• GIVEN TEXT:
===============

Implied precision
Here is an admittedly morbid passage from Max Hasting’s excellent book Inferno: The World at War, 1939-1945.
Italy lost over 300,000 military dead, and around a quarter of a million civilians. More than 5 million Poles died, 110,000 in combat, most of the remainder in German concentration camps, though the Russians could also claim a substantial tally of Polish victims. France lost 567,000 people, including 267,000 civilians. Thirty thousand British troops perished in conflict with the Japanese, many of them as prisoners, out of an overall death toll of 380,700. Britain’s total war loss, including civilians, was 449,000. Indian forces fighting under British command lost 87,000 dead. Total United States war losses were 418,500, slightly fewer than those of the United Kingdom, of which the U.S. Army lost 43,000 in Europe and the Mediterranean and 55,145 in the Pacific. The U.S. Navy lost a further 29,263 men in the East, the Marine Corps 19,163. It is inconsistent to account the estimated 20 million people who died of starvation and disease under Axis occupation as victims of Germany and Japan, without making the same computation on the Allied side: between 1 and 3 million Indians under British rule perished in wartime famines.
Hastings is a careful historian, and frequently mentions conflicting estimates, or figures that are likely to be biased, and that sort of thing. This paragraph comes toward the end of history of World War Two, as he sums up the losses of some of the major and minor players. I found the paragraph interesting because of the implied precision of some of his figures.

===============

• PROBLEM:
Reproduce word for word everything from "Hastings is a" down to "of his figures." in the text on implied precision.

Referring expression data
===============

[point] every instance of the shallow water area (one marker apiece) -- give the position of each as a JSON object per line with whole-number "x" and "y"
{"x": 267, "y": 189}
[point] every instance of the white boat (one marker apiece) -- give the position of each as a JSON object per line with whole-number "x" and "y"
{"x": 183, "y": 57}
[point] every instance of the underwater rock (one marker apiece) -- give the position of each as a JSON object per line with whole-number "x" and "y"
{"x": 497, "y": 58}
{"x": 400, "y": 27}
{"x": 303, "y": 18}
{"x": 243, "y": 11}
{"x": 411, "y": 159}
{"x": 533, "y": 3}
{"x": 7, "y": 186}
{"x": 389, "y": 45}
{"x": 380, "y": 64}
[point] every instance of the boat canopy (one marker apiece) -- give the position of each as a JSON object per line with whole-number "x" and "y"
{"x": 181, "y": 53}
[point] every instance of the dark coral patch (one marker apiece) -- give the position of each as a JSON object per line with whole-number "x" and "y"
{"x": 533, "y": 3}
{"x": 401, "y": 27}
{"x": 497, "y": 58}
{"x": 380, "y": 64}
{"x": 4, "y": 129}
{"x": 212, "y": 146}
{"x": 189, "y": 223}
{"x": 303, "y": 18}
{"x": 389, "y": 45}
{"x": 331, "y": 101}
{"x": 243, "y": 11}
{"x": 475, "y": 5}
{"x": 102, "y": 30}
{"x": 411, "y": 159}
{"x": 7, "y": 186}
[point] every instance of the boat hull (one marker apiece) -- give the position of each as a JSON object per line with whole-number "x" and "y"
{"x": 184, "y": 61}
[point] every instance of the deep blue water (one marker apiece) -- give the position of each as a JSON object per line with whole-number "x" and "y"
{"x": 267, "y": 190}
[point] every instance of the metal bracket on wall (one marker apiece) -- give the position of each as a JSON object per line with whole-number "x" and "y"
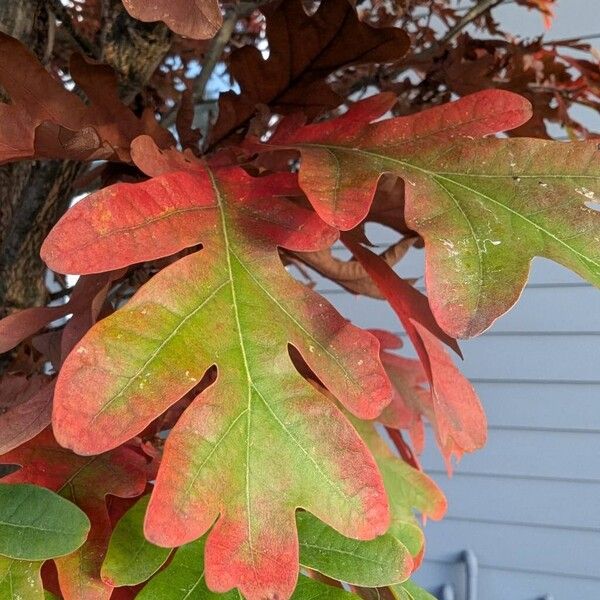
{"x": 469, "y": 560}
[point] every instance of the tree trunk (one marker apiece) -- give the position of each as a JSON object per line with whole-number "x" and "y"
{"x": 34, "y": 194}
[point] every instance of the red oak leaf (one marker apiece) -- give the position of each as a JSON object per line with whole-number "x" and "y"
{"x": 198, "y": 19}
{"x": 484, "y": 206}
{"x": 45, "y": 120}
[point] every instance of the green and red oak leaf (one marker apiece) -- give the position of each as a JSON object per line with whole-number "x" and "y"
{"x": 233, "y": 305}
{"x": 85, "y": 481}
{"x": 484, "y": 206}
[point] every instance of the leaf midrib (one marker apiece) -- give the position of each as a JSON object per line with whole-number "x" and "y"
{"x": 445, "y": 176}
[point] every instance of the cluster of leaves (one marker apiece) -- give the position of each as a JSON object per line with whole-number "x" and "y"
{"x": 221, "y": 429}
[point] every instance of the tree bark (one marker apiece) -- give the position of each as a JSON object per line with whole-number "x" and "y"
{"x": 34, "y": 194}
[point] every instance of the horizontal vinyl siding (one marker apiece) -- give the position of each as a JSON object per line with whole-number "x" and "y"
{"x": 528, "y": 504}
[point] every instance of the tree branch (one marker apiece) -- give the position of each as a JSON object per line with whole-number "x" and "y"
{"x": 471, "y": 15}
{"x": 62, "y": 14}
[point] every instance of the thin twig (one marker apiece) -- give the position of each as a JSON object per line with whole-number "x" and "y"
{"x": 105, "y": 26}
{"x": 471, "y": 15}
{"x": 62, "y": 14}
{"x": 214, "y": 53}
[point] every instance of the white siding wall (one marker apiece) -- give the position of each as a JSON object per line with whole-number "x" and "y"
{"x": 528, "y": 504}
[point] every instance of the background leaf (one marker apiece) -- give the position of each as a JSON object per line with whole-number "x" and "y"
{"x": 36, "y": 524}
{"x": 131, "y": 559}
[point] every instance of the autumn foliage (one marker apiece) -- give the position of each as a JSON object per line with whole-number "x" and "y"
{"x": 196, "y": 418}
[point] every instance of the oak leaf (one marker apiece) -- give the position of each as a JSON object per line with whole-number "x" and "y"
{"x": 44, "y": 120}
{"x": 303, "y": 51}
{"x": 85, "y": 481}
{"x": 485, "y": 207}
{"x": 197, "y": 19}
{"x": 231, "y": 304}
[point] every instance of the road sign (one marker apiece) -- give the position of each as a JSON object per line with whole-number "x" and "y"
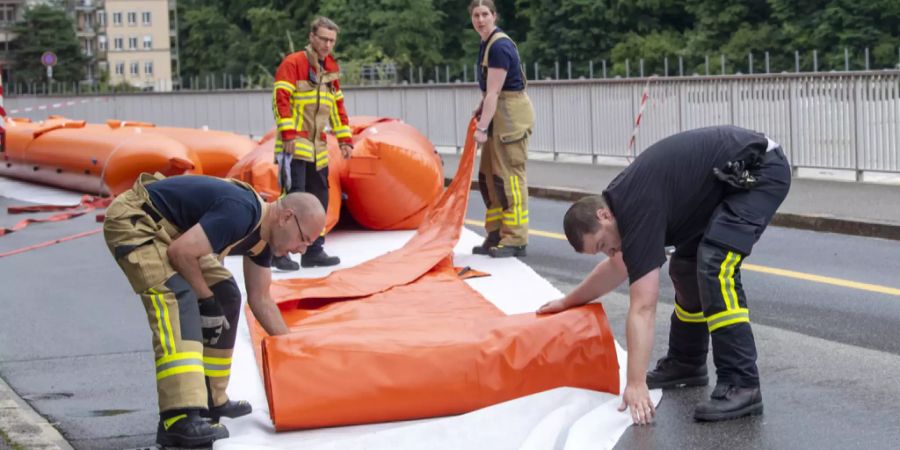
{"x": 48, "y": 59}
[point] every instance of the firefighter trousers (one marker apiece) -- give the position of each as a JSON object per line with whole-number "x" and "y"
{"x": 188, "y": 374}
{"x": 709, "y": 297}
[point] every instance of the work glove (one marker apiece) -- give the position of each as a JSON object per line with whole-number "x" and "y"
{"x": 212, "y": 320}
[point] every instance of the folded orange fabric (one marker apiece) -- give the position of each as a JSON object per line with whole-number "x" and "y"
{"x": 403, "y": 337}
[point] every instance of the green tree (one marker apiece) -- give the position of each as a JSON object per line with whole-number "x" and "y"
{"x": 46, "y": 27}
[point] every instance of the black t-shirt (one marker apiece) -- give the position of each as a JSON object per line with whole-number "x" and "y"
{"x": 227, "y": 212}
{"x": 503, "y": 55}
{"x": 668, "y": 193}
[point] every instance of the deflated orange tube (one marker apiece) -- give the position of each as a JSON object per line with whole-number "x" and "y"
{"x": 402, "y": 337}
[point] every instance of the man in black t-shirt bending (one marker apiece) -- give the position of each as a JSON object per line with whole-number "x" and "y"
{"x": 165, "y": 234}
{"x": 710, "y": 193}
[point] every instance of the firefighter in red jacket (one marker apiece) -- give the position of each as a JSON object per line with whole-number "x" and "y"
{"x": 307, "y": 100}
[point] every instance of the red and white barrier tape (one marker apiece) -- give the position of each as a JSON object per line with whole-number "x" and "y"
{"x": 57, "y": 105}
{"x": 637, "y": 119}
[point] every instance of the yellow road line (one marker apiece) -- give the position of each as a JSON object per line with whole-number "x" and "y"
{"x": 761, "y": 269}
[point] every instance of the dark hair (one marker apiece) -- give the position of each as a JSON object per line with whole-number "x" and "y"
{"x": 476, "y": 3}
{"x": 581, "y": 219}
{"x": 323, "y": 22}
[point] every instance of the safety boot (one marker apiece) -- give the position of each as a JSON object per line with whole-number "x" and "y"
{"x": 671, "y": 373}
{"x": 318, "y": 259}
{"x": 507, "y": 251}
{"x": 188, "y": 430}
{"x": 285, "y": 263}
{"x": 230, "y": 409}
{"x": 491, "y": 240}
{"x": 730, "y": 402}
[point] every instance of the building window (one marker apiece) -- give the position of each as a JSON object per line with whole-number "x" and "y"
{"x": 7, "y": 13}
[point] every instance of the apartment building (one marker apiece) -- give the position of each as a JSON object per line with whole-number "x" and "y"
{"x": 130, "y": 41}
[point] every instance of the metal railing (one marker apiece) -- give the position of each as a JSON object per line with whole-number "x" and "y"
{"x": 848, "y": 121}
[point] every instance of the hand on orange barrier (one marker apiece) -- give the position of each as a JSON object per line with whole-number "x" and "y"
{"x": 637, "y": 399}
{"x": 553, "y": 307}
{"x": 346, "y": 150}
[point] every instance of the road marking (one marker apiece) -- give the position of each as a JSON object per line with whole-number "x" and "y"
{"x": 761, "y": 269}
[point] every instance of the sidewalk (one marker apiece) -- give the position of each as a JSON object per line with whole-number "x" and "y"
{"x": 863, "y": 209}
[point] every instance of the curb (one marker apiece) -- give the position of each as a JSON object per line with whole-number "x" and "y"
{"x": 24, "y": 426}
{"x": 822, "y": 223}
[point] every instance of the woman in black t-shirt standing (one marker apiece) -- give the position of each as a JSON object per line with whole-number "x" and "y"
{"x": 505, "y": 119}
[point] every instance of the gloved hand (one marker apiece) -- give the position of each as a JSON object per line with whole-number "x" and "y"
{"x": 212, "y": 320}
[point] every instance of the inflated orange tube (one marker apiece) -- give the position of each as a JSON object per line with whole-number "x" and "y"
{"x": 90, "y": 158}
{"x": 402, "y": 337}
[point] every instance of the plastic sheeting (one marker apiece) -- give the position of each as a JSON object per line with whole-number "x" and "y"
{"x": 402, "y": 337}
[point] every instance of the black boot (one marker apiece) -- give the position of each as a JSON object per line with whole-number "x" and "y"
{"x": 491, "y": 240}
{"x": 188, "y": 430}
{"x": 230, "y": 409}
{"x": 285, "y": 263}
{"x": 730, "y": 402}
{"x": 318, "y": 259}
{"x": 671, "y": 373}
{"x": 507, "y": 251}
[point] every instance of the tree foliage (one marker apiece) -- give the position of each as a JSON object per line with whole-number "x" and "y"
{"x": 46, "y": 27}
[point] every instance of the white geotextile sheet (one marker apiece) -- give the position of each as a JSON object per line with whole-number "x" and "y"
{"x": 563, "y": 418}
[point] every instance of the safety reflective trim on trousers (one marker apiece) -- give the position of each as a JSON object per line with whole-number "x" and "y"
{"x": 163, "y": 323}
{"x": 171, "y": 421}
{"x": 286, "y": 85}
{"x": 726, "y": 280}
{"x": 217, "y": 367}
{"x": 685, "y": 316}
{"x": 726, "y": 318}
{"x": 179, "y": 366}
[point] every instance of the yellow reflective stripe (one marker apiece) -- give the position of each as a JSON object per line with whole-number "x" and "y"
{"x": 171, "y": 421}
{"x": 179, "y": 370}
{"x": 685, "y": 316}
{"x": 178, "y": 357}
{"x": 214, "y": 360}
{"x": 163, "y": 324}
{"x": 286, "y": 85}
{"x": 725, "y": 318}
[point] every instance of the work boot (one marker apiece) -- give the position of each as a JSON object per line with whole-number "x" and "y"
{"x": 285, "y": 263}
{"x": 507, "y": 251}
{"x": 230, "y": 409}
{"x": 671, "y": 373}
{"x": 492, "y": 239}
{"x": 319, "y": 259}
{"x": 729, "y": 402}
{"x": 188, "y": 430}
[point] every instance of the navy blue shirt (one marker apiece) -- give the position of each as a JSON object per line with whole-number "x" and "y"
{"x": 667, "y": 195}
{"x": 226, "y": 212}
{"x": 503, "y": 55}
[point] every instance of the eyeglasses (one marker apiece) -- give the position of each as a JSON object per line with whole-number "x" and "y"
{"x": 325, "y": 39}
{"x": 302, "y": 236}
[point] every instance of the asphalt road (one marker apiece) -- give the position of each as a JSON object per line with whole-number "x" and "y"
{"x": 828, "y": 353}
{"x": 73, "y": 342}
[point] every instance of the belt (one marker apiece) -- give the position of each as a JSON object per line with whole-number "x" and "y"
{"x": 148, "y": 208}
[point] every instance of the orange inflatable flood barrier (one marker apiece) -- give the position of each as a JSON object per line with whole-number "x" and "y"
{"x": 391, "y": 179}
{"x": 107, "y": 158}
{"x": 402, "y": 337}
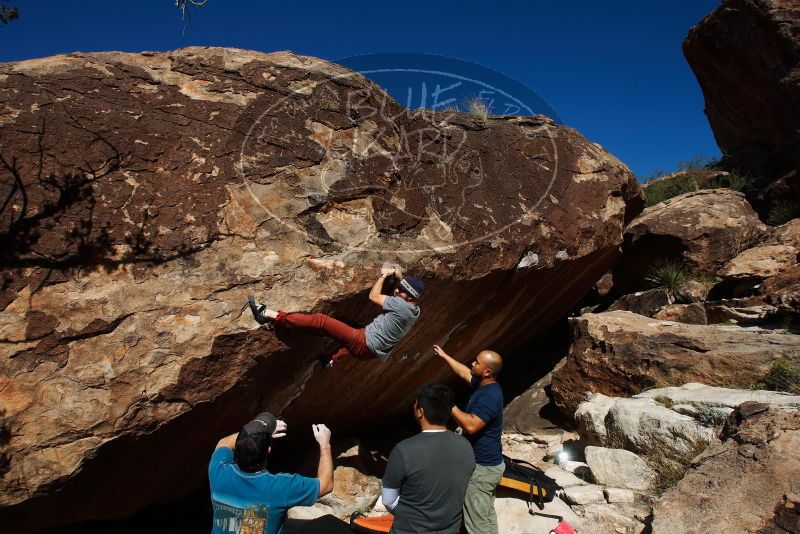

===============

• ANSWER BELOW:
Hastings is a careful historian, and frequently mentions conflicting estimates, or figures that are likely to be biased, and that sort of thing. This paragraph comes toward the end of history of World War Two, as he sums up the losses of some of the major and minor players. I found the paragraph interesting because of the implied precision of some of his figures.